- _Your task_: Down to the last line, transcribe the records verbatim and exclude the images.

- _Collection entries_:
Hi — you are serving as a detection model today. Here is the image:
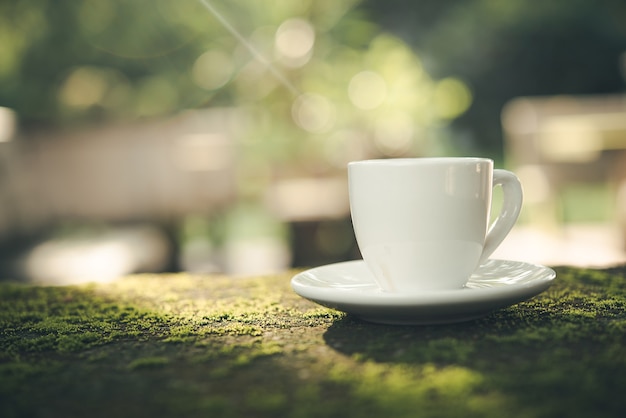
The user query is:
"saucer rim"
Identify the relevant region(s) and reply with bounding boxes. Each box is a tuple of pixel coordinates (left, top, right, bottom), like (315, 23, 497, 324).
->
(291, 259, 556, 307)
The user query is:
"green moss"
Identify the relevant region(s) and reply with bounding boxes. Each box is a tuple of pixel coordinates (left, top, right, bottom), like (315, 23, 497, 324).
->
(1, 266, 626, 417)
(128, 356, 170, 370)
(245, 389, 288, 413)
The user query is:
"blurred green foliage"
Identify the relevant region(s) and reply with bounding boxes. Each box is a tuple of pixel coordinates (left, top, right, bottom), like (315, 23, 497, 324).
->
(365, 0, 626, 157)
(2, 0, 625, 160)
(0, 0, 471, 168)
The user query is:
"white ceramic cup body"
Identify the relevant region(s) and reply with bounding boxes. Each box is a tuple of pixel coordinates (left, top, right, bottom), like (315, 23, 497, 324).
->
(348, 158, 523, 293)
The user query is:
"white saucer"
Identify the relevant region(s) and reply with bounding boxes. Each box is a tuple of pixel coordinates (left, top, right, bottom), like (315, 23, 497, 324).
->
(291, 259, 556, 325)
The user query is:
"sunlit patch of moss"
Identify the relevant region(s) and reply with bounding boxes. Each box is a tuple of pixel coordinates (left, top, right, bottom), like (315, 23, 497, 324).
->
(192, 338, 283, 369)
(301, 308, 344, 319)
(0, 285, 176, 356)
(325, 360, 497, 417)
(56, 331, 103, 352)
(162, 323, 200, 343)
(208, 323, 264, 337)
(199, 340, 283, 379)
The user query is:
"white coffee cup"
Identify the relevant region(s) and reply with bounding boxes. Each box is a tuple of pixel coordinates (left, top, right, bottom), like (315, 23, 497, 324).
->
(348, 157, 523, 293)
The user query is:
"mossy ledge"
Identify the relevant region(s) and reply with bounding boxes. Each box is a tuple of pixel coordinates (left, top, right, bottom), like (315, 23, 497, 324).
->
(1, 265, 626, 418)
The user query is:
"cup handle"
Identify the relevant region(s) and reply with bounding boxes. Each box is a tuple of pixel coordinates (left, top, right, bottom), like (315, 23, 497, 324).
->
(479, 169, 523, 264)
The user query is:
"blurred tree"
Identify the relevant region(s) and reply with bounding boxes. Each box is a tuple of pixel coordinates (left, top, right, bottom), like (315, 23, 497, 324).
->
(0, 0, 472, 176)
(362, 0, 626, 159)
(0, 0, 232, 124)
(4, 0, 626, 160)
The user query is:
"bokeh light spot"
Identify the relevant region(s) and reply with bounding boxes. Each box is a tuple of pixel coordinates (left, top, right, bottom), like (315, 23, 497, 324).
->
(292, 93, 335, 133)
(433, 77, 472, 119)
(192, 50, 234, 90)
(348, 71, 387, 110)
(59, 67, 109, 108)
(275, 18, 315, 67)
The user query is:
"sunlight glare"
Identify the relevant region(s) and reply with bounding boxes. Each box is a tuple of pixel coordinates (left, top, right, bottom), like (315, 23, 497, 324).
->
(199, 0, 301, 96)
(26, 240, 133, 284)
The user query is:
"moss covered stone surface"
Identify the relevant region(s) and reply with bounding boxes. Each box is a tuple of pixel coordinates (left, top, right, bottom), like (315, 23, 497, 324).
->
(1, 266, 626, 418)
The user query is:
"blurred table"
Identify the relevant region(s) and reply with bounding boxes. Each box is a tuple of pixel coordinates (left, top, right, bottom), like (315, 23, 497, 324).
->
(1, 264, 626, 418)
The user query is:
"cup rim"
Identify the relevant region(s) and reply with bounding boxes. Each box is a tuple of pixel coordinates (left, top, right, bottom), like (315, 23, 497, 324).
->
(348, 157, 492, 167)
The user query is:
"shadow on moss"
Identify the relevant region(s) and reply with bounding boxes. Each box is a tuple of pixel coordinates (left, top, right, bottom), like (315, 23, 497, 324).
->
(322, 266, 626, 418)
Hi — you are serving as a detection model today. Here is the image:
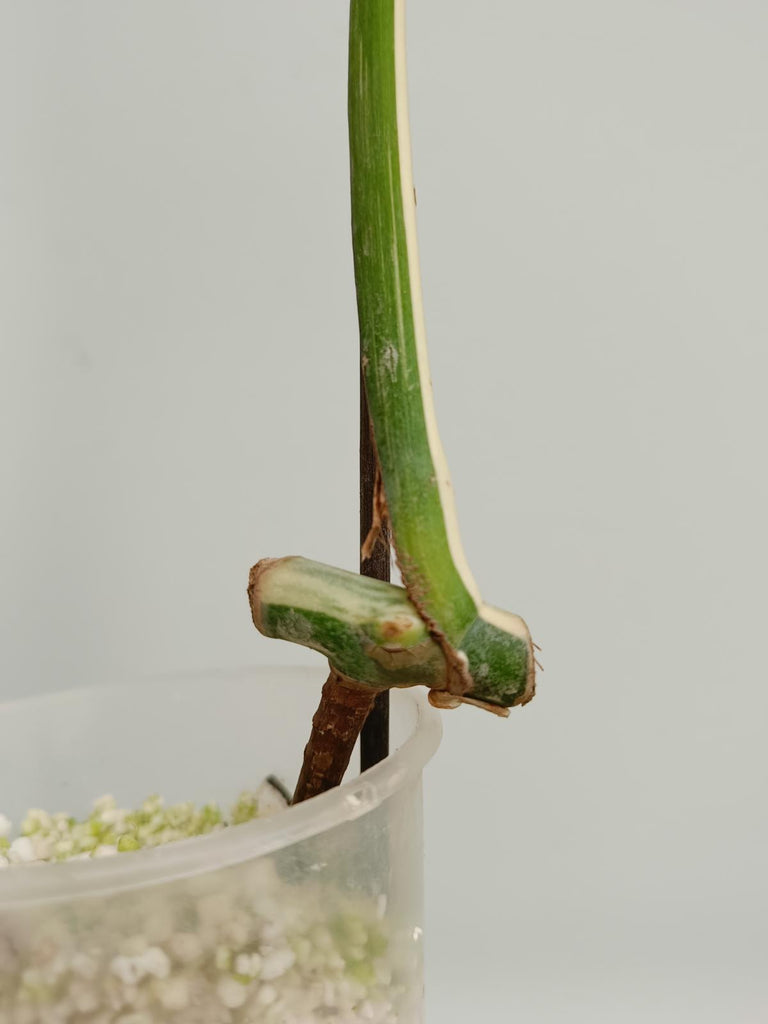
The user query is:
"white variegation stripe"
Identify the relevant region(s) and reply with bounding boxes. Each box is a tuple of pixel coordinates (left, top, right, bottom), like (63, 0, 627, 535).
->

- _Your response_:
Hi — you are serving as a detection model today. Here is the image:
The user query is:
"saucer rim"
Identify the relevant region(s) and reply with bounding boxes. Each box is a tuple of pixel coordinates (left, top, right, bottom), like (315, 23, 497, 324).
->
(291, 259, 556, 307)
The user query is:
"green moss"
Identify the relevant region(s) and reply with bounding boxes. Each box is a tuple of pixel coordinates (left, top, right, bottom), like (315, 23, 497, 324).
->
(1, 266, 626, 417)
(128, 356, 170, 370)
(245, 389, 288, 413)
The user query is:
"blurred green foliage"
Identify the relevant region(s) and reply with bounding boxes. Each box is a tuple of pixel coordinates (left, top, right, bottom), like (315, 23, 497, 324).
->
(365, 0, 626, 157)
(2, 0, 625, 160)
(0, 0, 471, 168)
The user query is:
"white ceramic cup body"
Identify the relevant region(s) and reply with bounding boxes. Each box is a tuple of pixel coordinates (left, top, right, bottom), like (315, 23, 497, 324).
->
(348, 158, 523, 293)
The user query is:
"white saucer"
Identify the relevant region(s) and reply with bounding boxes. Each box is a tuple of pixel coordinates (left, top, right, bottom), like (315, 23, 497, 324).
->
(291, 259, 556, 325)
The user query is:
"sunlit patch of moss"
Identify the relevant region(s) and reply with bounding boxes. Each box is a tuple of pixel coordinates (left, top, right, bottom), like (315, 23, 497, 324).
->
(192, 338, 283, 369)
(301, 308, 344, 319)
(0, 285, 176, 356)
(325, 360, 497, 417)
(56, 331, 103, 352)
(162, 323, 200, 343)
(208, 323, 264, 337)
(199, 340, 283, 379)
The user query is:
"white coffee cup"
Identify the relevant region(s) and reply with bounding boxes. Each box is a tuple of pixel coordinates (left, top, right, bottom), like (315, 23, 497, 324).
->
(348, 157, 523, 293)
The user query is:
"mossy ledge"
Identify the relevant region(s) and reply with bounding boxes. Each box is a tuple of pixel coordinates (left, top, right, bottom), like (315, 23, 497, 324).
->
(1, 265, 626, 418)
The user query is:
"cup handle"
Identify the relevant region(s) and reply with bounding boxes. Each box is a tuple of pixel coordinates (left, top, right, bottom), like (315, 23, 497, 324).
->
(479, 169, 523, 264)
The user query is:
"blurred tree"
Identify the relevant region(s) and reply with bounding boxes. Each box is a tuple of pixel coordinates (left, top, right, bottom), like (315, 23, 497, 324).
->
(0, 0, 472, 176)
(362, 0, 626, 159)
(0, 0, 232, 124)
(4, 0, 626, 160)
The user query is:
"bokeh light spot"
Identify the relevant region(s) and reply with bounding boxes. Each box is a tuple of pixel coordinates (left, top, right, bottom), like (315, 23, 497, 324).
->
(292, 93, 335, 133)
(433, 77, 472, 119)
(192, 50, 234, 90)
(348, 71, 387, 110)
(59, 67, 109, 108)
(275, 18, 315, 67)
The user query is:
"sunlight glare"
Identify the relevant region(s) and reply with bounding boxes. Each box is a tuple of pixel coordinates (left, top, right, bottom), like (315, 23, 497, 324).
->
(199, 0, 301, 96)
(26, 240, 133, 284)
The user query is:
"moss covered stone surface"
Identify the relevant region(s) and reply with bounding boxes. Each box is a tuple of pixel coordinates (left, top, right, bottom), like (315, 23, 497, 324).
->
(1, 266, 626, 418)
The user query is:
"blurred table"
Identify the relevant region(s) and reply with bounding boxes. Each box is a tuple of pixel coordinates (left, top, right, bottom), like (315, 23, 497, 324).
->
(1, 264, 626, 418)
The user query is:
"cup rim"
Identify the relevant region(s) and reply with bounding boxes. Each box is a tuple of pixel coordinates (left, top, right, bottom), like (315, 23, 497, 324).
->
(348, 157, 492, 167)
The user query is:
"shadow on moss"
Identify the relevant region(s) and reply with bounding boxes. Each box is a tuple of pixel coordinates (left, top, right, bottom), like (315, 23, 497, 324).
->
(322, 266, 626, 418)
Hi — you are serving as a detection model today. Here is the image:
The user query is:
"white variegation stripe"
Identify the relevant region(s) and reply with bounding boxes. Each box is a tuple of pixel coordinates (left, top, right, bottom), like (63, 0, 627, 535).
->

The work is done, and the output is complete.